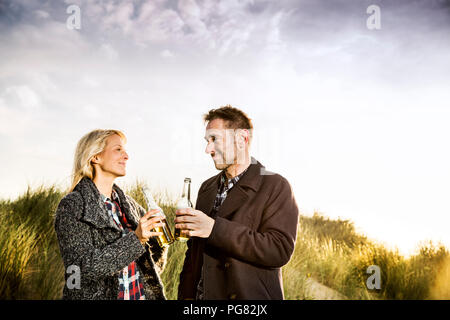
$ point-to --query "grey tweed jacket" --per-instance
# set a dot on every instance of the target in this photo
(90, 242)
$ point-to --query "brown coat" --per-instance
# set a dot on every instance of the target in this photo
(253, 237)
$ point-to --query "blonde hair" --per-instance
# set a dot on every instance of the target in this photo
(89, 146)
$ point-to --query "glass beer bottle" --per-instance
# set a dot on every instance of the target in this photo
(166, 238)
(183, 203)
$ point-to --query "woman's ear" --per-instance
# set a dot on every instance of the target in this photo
(95, 159)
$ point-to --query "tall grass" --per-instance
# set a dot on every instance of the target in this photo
(329, 251)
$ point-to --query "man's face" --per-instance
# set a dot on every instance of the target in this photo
(220, 144)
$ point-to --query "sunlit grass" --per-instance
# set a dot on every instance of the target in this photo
(329, 251)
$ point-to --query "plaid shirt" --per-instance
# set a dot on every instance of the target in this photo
(130, 282)
(222, 193)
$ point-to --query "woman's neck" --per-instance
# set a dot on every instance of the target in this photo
(104, 184)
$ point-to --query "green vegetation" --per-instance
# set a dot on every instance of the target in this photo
(329, 251)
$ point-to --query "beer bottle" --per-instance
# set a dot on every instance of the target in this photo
(183, 203)
(166, 238)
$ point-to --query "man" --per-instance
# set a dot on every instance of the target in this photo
(244, 226)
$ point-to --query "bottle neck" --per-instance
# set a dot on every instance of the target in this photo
(186, 190)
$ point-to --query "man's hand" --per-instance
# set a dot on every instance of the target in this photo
(196, 222)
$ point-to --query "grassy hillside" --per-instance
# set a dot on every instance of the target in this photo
(329, 251)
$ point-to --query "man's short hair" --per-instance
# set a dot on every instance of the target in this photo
(233, 117)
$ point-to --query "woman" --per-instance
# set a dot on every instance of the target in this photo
(104, 236)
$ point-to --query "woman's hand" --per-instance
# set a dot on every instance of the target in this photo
(148, 223)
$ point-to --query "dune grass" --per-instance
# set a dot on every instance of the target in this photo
(329, 251)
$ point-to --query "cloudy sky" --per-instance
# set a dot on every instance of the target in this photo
(356, 119)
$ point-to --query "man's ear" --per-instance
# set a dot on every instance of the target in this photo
(242, 138)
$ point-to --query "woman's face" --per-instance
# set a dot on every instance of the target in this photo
(113, 160)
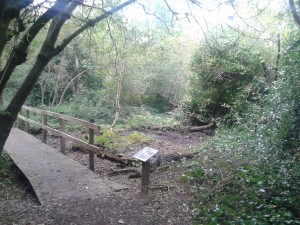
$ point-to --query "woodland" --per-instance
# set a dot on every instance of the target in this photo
(226, 68)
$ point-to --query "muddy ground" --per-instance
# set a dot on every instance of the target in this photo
(173, 204)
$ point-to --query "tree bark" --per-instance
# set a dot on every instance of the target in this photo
(59, 16)
(294, 12)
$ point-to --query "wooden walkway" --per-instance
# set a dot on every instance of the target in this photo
(52, 175)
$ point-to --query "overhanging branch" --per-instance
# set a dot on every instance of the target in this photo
(91, 23)
(294, 11)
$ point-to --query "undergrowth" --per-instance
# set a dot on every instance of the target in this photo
(112, 140)
(249, 173)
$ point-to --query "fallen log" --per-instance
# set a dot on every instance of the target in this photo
(124, 171)
(118, 159)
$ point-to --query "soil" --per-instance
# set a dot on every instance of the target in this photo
(170, 204)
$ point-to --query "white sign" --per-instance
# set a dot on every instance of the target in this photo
(145, 154)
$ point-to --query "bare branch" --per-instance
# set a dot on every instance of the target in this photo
(91, 23)
(294, 11)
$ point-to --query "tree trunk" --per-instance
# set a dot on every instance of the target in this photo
(9, 116)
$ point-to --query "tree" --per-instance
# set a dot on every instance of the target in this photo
(15, 15)
(22, 20)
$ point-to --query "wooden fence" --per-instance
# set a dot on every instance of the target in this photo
(61, 132)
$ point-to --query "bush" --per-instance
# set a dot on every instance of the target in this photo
(225, 67)
(250, 173)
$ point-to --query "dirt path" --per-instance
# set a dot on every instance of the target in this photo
(171, 205)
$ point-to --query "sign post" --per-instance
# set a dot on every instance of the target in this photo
(144, 155)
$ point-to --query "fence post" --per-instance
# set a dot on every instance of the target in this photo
(27, 123)
(44, 122)
(91, 141)
(62, 139)
(145, 176)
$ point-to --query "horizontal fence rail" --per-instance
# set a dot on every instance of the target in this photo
(61, 132)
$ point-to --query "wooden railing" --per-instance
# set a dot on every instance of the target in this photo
(61, 132)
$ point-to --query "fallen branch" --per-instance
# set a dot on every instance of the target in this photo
(162, 187)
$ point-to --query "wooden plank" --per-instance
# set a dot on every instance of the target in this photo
(54, 176)
(64, 117)
(67, 136)
(145, 176)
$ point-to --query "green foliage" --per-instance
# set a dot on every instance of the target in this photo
(146, 118)
(224, 66)
(112, 140)
(250, 173)
(109, 139)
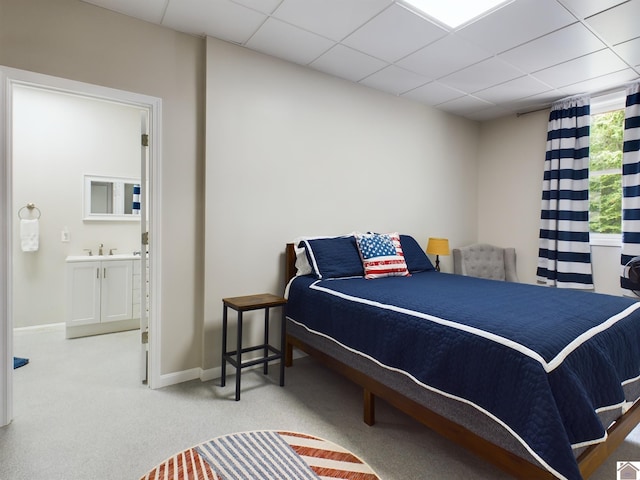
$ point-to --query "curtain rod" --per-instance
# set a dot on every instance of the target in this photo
(592, 94)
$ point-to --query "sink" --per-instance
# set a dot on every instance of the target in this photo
(101, 258)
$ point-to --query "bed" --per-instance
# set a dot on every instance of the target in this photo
(541, 382)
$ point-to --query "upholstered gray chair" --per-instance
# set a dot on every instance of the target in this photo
(486, 261)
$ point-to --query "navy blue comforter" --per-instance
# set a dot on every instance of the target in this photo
(539, 360)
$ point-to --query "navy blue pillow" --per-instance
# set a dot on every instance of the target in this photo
(414, 255)
(334, 257)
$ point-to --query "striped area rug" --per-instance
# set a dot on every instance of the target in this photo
(266, 455)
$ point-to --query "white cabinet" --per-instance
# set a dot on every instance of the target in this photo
(100, 295)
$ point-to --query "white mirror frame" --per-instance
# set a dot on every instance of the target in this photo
(118, 200)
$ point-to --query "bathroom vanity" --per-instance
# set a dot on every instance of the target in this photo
(103, 294)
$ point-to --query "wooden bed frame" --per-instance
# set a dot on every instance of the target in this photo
(516, 466)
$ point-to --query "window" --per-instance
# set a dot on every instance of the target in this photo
(605, 168)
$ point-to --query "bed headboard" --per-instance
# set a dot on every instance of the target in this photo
(290, 262)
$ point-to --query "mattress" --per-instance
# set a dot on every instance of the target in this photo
(550, 369)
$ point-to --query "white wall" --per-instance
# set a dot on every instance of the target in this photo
(292, 151)
(511, 167)
(57, 139)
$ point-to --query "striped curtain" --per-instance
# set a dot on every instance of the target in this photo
(631, 181)
(564, 255)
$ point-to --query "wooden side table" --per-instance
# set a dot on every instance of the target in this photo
(261, 301)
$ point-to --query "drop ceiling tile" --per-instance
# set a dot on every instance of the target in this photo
(583, 68)
(536, 102)
(482, 75)
(604, 82)
(394, 80)
(393, 34)
(517, 23)
(618, 24)
(433, 93)
(464, 105)
(264, 6)
(489, 113)
(147, 10)
(221, 19)
(443, 57)
(629, 51)
(512, 90)
(334, 19)
(285, 41)
(347, 63)
(586, 8)
(557, 47)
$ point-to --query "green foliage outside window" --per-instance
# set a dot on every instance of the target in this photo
(605, 172)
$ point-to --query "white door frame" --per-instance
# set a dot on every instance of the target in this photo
(8, 78)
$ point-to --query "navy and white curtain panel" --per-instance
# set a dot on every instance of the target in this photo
(631, 182)
(564, 255)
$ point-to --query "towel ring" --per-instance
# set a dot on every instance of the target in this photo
(31, 207)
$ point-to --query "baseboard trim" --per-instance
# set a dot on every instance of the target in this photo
(206, 375)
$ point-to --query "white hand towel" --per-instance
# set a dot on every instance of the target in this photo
(29, 235)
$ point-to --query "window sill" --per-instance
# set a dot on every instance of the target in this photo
(606, 240)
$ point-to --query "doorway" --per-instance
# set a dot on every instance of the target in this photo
(147, 108)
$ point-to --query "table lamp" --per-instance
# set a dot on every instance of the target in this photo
(437, 247)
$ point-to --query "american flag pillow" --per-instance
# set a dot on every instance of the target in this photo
(381, 255)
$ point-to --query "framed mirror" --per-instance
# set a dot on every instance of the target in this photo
(111, 198)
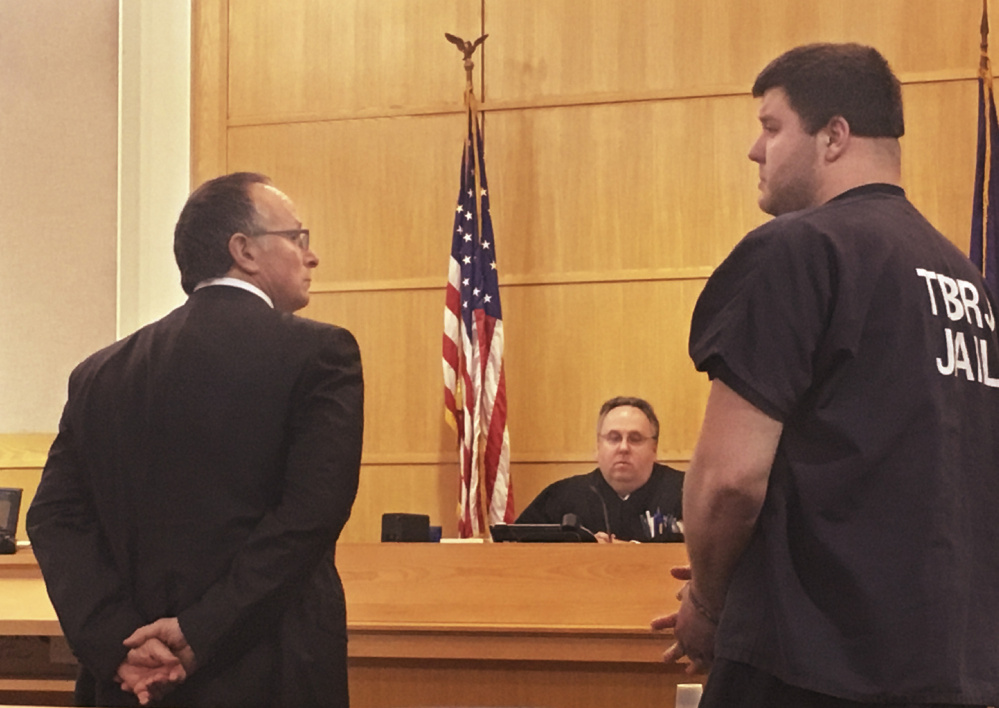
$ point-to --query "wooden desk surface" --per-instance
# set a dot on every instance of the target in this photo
(550, 601)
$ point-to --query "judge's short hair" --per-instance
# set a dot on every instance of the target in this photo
(214, 212)
(823, 81)
(639, 403)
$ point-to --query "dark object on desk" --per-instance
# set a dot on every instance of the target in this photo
(569, 531)
(10, 509)
(408, 528)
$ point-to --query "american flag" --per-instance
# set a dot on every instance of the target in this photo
(983, 250)
(474, 379)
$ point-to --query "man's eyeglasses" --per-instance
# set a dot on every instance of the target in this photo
(300, 237)
(616, 438)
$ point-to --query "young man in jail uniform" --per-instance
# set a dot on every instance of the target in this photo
(841, 504)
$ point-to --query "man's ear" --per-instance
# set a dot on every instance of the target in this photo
(244, 252)
(836, 135)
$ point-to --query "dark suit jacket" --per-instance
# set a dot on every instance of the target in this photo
(204, 468)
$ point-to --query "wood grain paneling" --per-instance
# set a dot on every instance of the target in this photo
(593, 50)
(938, 154)
(616, 137)
(378, 194)
(209, 88)
(306, 59)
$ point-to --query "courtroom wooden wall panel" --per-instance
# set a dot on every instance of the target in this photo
(938, 154)
(404, 384)
(559, 50)
(378, 194)
(313, 58)
(209, 88)
(569, 348)
(616, 137)
(430, 489)
(598, 189)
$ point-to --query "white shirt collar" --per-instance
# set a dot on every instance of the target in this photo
(236, 283)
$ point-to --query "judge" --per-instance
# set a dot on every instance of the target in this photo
(629, 497)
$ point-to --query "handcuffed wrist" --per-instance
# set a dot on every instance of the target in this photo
(701, 608)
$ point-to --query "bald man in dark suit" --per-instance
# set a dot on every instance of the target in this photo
(187, 516)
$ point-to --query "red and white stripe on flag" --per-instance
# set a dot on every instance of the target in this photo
(474, 377)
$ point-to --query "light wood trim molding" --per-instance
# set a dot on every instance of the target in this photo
(558, 101)
(575, 278)
(24, 450)
(209, 88)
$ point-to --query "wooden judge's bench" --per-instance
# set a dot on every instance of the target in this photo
(553, 625)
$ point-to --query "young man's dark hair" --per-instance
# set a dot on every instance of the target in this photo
(214, 212)
(827, 80)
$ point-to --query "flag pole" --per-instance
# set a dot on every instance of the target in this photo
(985, 73)
(467, 49)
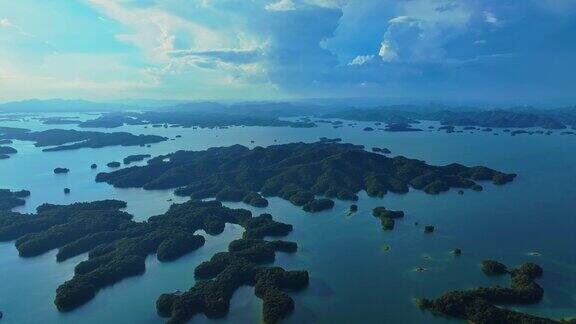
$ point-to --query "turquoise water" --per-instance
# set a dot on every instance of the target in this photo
(352, 276)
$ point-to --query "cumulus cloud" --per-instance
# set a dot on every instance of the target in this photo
(361, 59)
(209, 48)
(282, 5)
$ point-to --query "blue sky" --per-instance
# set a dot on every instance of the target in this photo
(522, 50)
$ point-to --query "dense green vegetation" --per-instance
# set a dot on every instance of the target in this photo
(181, 116)
(5, 150)
(429, 229)
(401, 127)
(220, 277)
(491, 267)
(113, 164)
(479, 305)
(117, 245)
(10, 199)
(66, 139)
(135, 158)
(545, 118)
(297, 172)
(318, 205)
(387, 217)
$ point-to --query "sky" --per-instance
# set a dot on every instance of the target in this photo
(522, 50)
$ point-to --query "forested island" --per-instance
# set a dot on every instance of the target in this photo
(480, 305)
(10, 199)
(297, 172)
(66, 139)
(135, 158)
(462, 116)
(6, 151)
(118, 246)
(180, 116)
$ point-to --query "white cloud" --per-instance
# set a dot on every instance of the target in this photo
(421, 28)
(332, 4)
(387, 52)
(361, 59)
(155, 31)
(282, 5)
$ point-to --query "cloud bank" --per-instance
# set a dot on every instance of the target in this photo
(272, 49)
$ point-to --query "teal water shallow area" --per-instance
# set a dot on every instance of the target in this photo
(359, 272)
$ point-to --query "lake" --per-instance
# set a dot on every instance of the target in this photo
(358, 272)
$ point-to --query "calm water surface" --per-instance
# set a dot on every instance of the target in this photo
(354, 276)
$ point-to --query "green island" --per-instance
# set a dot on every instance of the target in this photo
(387, 217)
(135, 158)
(61, 170)
(117, 247)
(113, 164)
(226, 272)
(10, 199)
(297, 172)
(491, 267)
(482, 305)
(67, 139)
(193, 115)
(401, 127)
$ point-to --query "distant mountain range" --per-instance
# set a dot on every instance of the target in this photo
(449, 115)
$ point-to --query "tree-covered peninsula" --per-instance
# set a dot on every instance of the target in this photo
(117, 247)
(480, 305)
(297, 172)
(67, 139)
(10, 199)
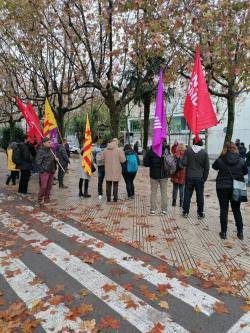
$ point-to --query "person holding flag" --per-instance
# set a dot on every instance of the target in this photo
(200, 115)
(154, 157)
(86, 163)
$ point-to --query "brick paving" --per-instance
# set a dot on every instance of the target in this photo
(185, 243)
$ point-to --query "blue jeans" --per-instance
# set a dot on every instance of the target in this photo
(192, 184)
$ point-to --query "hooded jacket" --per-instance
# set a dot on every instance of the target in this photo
(196, 162)
(155, 164)
(113, 159)
(230, 165)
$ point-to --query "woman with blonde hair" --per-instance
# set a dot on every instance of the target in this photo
(231, 167)
(178, 178)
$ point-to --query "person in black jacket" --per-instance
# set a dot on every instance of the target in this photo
(25, 166)
(197, 168)
(230, 166)
(157, 178)
(129, 170)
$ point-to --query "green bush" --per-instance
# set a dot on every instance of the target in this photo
(10, 134)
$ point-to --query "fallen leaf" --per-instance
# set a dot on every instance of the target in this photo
(158, 328)
(108, 287)
(164, 305)
(109, 322)
(220, 308)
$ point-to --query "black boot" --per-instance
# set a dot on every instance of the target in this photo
(86, 186)
(80, 187)
(223, 235)
(240, 235)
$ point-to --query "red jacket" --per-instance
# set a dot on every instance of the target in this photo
(179, 176)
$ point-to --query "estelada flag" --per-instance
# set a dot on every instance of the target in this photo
(198, 108)
(87, 150)
(49, 119)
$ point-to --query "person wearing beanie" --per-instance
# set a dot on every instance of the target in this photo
(196, 162)
(46, 163)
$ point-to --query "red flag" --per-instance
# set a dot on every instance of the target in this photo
(198, 108)
(32, 120)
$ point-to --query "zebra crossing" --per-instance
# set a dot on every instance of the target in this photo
(142, 316)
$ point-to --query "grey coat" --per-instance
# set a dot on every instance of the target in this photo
(45, 160)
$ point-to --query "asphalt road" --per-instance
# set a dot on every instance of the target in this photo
(83, 279)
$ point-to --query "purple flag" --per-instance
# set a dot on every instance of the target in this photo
(53, 138)
(160, 124)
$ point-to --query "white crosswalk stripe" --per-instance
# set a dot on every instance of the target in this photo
(53, 317)
(242, 325)
(143, 317)
(188, 294)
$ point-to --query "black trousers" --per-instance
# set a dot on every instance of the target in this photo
(192, 184)
(86, 186)
(24, 181)
(180, 188)
(224, 197)
(101, 175)
(12, 177)
(109, 185)
(129, 180)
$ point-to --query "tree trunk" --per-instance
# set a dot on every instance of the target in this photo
(146, 102)
(230, 116)
(114, 114)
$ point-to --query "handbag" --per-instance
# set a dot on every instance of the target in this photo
(239, 189)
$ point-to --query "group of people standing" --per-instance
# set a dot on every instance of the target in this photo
(190, 172)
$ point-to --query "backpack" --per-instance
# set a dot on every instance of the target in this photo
(17, 155)
(132, 163)
(99, 158)
(179, 164)
(169, 164)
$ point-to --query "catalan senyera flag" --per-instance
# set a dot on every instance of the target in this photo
(50, 124)
(87, 150)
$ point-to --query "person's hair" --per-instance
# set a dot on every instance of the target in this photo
(181, 147)
(229, 147)
(127, 147)
(198, 143)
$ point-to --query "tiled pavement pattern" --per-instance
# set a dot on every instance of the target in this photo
(187, 244)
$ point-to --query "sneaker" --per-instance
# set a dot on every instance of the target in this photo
(223, 235)
(240, 235)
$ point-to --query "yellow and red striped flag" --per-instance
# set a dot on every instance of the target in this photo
(49, 119)
(87, 150)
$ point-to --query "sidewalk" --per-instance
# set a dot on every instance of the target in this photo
(191, 245)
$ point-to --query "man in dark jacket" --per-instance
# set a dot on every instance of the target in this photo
(248, 165)
(25, 166)
(46, 164)
(157, 178)
(197, 169)
(63, 158)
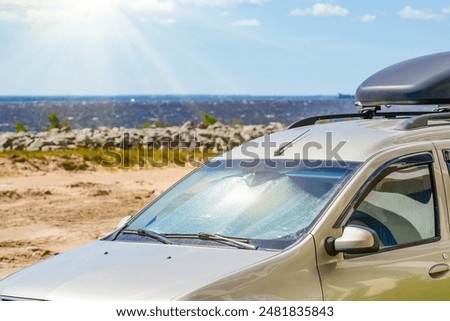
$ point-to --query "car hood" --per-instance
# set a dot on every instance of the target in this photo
(105, 270)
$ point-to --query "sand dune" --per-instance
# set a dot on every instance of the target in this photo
(45, 210)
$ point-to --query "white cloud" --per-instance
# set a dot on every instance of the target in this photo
(246, 23)
(45, 15)
(153, 5)
(222, 3)
(9, 16)
(167, 22)
(418, 14)
(368, 18)
(321, 10)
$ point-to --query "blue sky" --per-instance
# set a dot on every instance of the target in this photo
(256, 47)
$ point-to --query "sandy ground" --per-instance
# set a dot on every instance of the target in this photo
(45, 210)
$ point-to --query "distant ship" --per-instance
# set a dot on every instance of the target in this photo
(345, 96)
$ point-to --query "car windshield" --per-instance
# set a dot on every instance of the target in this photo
(260, 202)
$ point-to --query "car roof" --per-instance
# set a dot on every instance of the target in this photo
(354, 140)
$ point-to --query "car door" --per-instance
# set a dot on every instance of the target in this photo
(403, 204)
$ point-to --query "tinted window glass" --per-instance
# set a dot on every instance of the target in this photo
(400, 208)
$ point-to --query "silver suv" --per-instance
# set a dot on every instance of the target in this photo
(336, 207)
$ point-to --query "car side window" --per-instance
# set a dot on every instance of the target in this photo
(400, 207)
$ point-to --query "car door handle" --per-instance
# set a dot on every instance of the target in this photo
(438, 270)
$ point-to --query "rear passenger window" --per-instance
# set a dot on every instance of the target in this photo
(400, 207)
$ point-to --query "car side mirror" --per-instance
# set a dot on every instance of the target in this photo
(123, 221)
(354, 240)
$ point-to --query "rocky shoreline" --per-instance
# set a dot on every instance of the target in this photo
(216, 137)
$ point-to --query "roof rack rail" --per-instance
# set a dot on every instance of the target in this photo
(362, 115)
(422, 120)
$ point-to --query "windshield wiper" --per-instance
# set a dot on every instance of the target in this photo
(156, 236)
(215, 237)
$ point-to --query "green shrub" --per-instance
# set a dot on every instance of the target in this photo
(20, 127)
(66, 124)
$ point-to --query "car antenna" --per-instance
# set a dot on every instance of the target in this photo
(285, 145)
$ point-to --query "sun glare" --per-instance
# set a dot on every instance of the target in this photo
(89, 11)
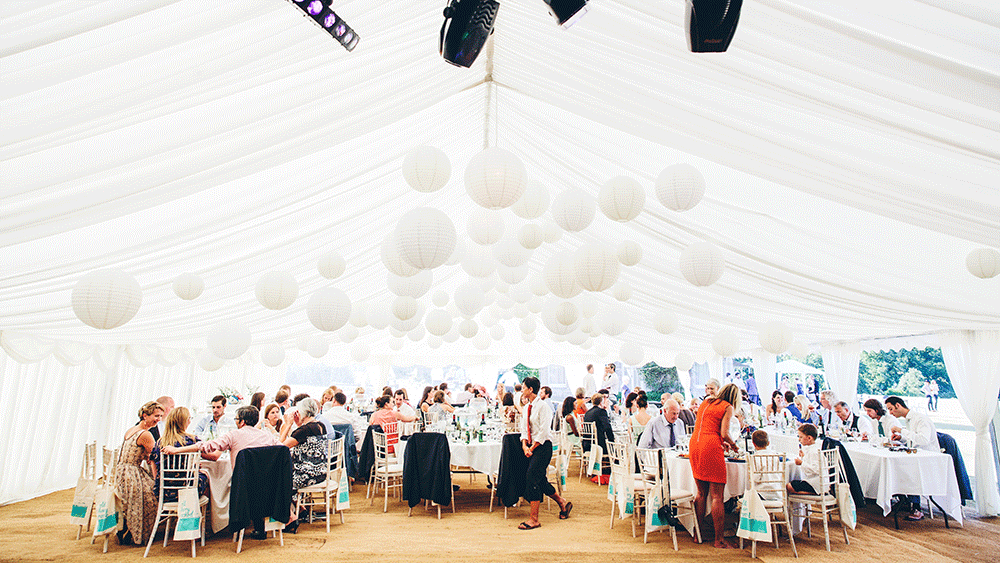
--
What is required:
List every line from the records above that contains the string "fence".

Exercise solution:
$ point-to --query "wooden fence" --per-instance
$ point-to --query "fence post" --per-instance
$ point-to --query "horizontal fence rail" --per-instance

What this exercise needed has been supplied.